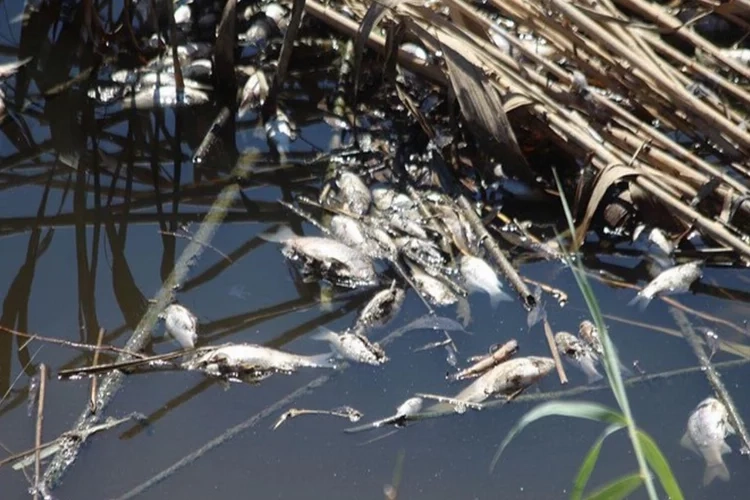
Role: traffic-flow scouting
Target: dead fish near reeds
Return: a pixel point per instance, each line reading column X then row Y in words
column 707, row 427
column 483, row 363
column 578, row 354
column 589, row 334
column 480, row 277
column 382, row 307
column 181, row 325
column 674, row 280
column 353, row 193
column 507, row 378
column 252, row 362
column 327, row 258
column 406, row 410
column 353, row 346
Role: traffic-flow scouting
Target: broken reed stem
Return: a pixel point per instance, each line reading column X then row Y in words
column 39, row 420
column 693, row 339
column 497, row 255
column 555, row 354
column 94, row 362
column 67, row 343
column 112, row 382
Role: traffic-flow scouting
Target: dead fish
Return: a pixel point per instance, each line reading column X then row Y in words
column 388, row 199
column 354, row 193
column 165, row 96
column 353, row 346
column 579, row 355
column 480, row 277
column 674, row 280
column 507, row 378
column 407, row 409
column 181, row 325
column 433, row 289
column 254, row 92
column 350, row 231
column 484, row 363
column 332, row 260
column 240, row 358
column 707, row 427
column 382, row 307
column 589, row 334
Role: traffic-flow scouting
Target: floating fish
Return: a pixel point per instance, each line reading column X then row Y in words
column 181, row 325
column 578, row 354
column 328, row 258
column 480, row 277
column 251, row 362
column 354, row 193
column 507, row 378
column 382, row 307
column 707, row 427
column 484, row 363
column 353, row 346
column 407, row 409
column 674, row 280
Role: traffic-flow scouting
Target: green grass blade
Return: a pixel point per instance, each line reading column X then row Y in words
column 660, row 466
column 619, row 489
column 587, row 467
column 577, row 409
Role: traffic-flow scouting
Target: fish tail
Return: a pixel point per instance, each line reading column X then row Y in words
column 324, row 360
column 641, row 301
column 715, row 470
column 282, row 234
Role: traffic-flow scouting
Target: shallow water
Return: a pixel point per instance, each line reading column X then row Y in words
column 51, row 289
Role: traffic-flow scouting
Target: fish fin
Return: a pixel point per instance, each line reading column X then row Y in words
column 641, row 301
column 686, row 442
column 282, row 234
column 324, row 334
column 713, row 471
column 498, row 296
column 324, row 360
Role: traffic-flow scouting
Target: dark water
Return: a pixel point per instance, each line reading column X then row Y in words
column 55, row 221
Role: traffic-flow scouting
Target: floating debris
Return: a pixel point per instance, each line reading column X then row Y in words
column 479, row 276
column 181, row 325
column 579, row 355
column 486, row 362
column 353, row 346
column 707, row 427
column 674, row 280
column 342, row 411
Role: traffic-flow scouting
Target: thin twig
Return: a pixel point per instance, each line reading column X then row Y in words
column 39, row 420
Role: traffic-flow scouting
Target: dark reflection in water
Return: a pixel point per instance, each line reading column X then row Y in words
column 91, row 199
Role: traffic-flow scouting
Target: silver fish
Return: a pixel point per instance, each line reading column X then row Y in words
column 351, row 232
column 407, row 409
column 579, row 355
column 240, row 359
column 354, row 193
column 506, row 378
column 181, row 325
column 433, row 289
column 708, row 426
column 334, row 261
column 480, row 277
column 382, row 307
column 353, row 347
column 674, row 280
column 589, row 334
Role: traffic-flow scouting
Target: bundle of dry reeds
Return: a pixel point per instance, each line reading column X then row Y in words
column 606, row 80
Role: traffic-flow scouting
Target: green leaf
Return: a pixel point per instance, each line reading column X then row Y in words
column 618, row 489
column 577, row 409
column 660, row 466
column 587, row 467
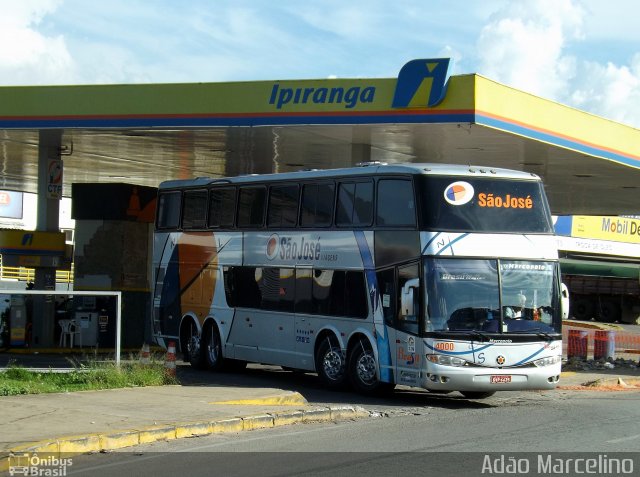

━━━━━━━━━━━━━━━━━━━━

Output every line of the material above as a numbered list, skipping blank lines and leaving out the pictures.

1. Role: traffic-flow scouting
2. Target: dead fish near reeds
3. Return: a pixel point per instance, each line reading column X then row Y in words
4. column 707, row 427
5. column 483, row 363
6. column 578, row 354
7. column 589, row 334
8. column 480, row 277
9. column 382, row 307
10. column 181, row 325
11. column 674, row 280
12. column 353, row 193
13. column 507, row 378
14. column 252, row 362
15. column 327, row 258
16. column 406, row 410
17. column 353, row 346
18. Role: traffic-flow scouting
19. Target: broken reed stem
20. Return: a pixel point per instance, each line reading column X then row Y in words
21. column 39, row 420
22. column 693, row 339
23. column 497, row 255
24. column 555, row 354
25. column 94, row 362
26. column 67, row 343
27. column 112, row 382
28. Role: traffic-flow scouting
29. Target: dead fish
30. Return: a pixel point per instance, each line reading column X then row Y in words
31. column 388, row 199
32. column 354, row 193
33. column 165, row 96
34. column 353, row 346
35. column 579, row 355
36. column 480, row 277
37. column 674, row 280
38. column 507, row 378
39. column 407, row 409
40. column 181, row 325
41. column 433, row 289
42. column 254, row 92
43. column 350, row 231
44. column 484, row 363
45. column 332, row 260
46. column 240, row 358
47. column 707, row 427
48. column 382, row 307
49. column 589, row 334
50. Role: traffic-flow scouting
51. Target: floating fish
52. Return: a pixel point per instance, each line reading column X then row Y in words
53. column 181, row 325
54. column 578, row 354
55. column 328, row 258
56. column 480, row 277
57. column 251, row 362
58. column 354, row 193
59. column 507, row 378
60. column 382, row 307
61. column 707, row 427
62. column 484, row 363
63. column 353, row 346
64. column 407, row 409
65. column 674, row 280
66. Role: traffic-flow scouting
67. Target: green grass blade
68. Return: a pixel point per instance, each line reading column X then row Y in words
69. column 660, row 466
70. column 619, row 489
71. column 587, row 467
72. column 577, row 409
73. Role: traffic-flow scouting
74. Target: fish tail
75. Return: a pixel point per instance, each line reading column X then row Y in words
76. column 324, row 360
77. column 641, row 301
78. column 715, row 470
79. column 282, row 234
80. Role: traffic-flow scouting
81. Target: shallow water
82. Return: a pixel point per instance, each line reading column X then row Y in words
83. column 51, row 289
84. Role: traffic-flow scouting
85. Target: fish fin
86. Return: a pixel point per instance, each line reading column X then row Y in words
87. column 641, row 301
88. column 686, row 442
89. column 282, row 234
90. column 324, row 334
91. column 713, row 471
92. column 498, row 296
93. column 324, row 360
94. Role: traffic-flow scouting
95. Target: dark water
96. Return: a pixel point per instance, each line reading column X then row Y in words
97. column 55, row 221
98. Role: traffic-flow scouting
99. Target: floating debris
100. Return: a pixel point per instance, each line reading column X then row Y in words
101. column 479, row 276
102. column 181, row 325
103. column 579, row 355
104. column 486, row 362
105. column 353, row 346
106. column 707, row 427
107. column 674, row 280
108. column 342, row 411
109. Role: traffic-flow scouting
110. Target: thin twig
111. Return: a pixel point per instance, each line reading column X then row Y in words
112. column 39, row 420
113. Role: traffic-flow scouting
114. Target: dark reflection in water
115. Return: a pixel point per instance, each line reading column X then row Y in words
116. column 91, row 199
117. Role: traffic-flow scouting
118. Target: silver fish
119. Return: a pixel point per instance, each line reading column X then row Y in words
120. column 351, row 232
121. column 407, row 409
122. column 579, row 355
123. column 240, row 359
124. column 354, row 193
125. column 506, row 378
126. column 181, row 325
127. column 433, row 289
128. column 708, row 426
129. column 334, row 261
130. column 480, row 277
131. column 382, row 307
132. column 353, row 347
133. column 674, row 280
134. column 589, row 334
135. Role: traffic-flow scouting
136. Target: bundle of dry reeds
137. Return: a pixel point per instance, each line reading column X then row Y in words
138. column 606, row 80
139. Role: traffic-flow scouting
140. Target: green leaf
141. Return: a pixel point per instance, each line reading column X then row Y in words
142. column 618, row 489
143. column 577, row 409
144. column 660, row 466
145. column 587, row 467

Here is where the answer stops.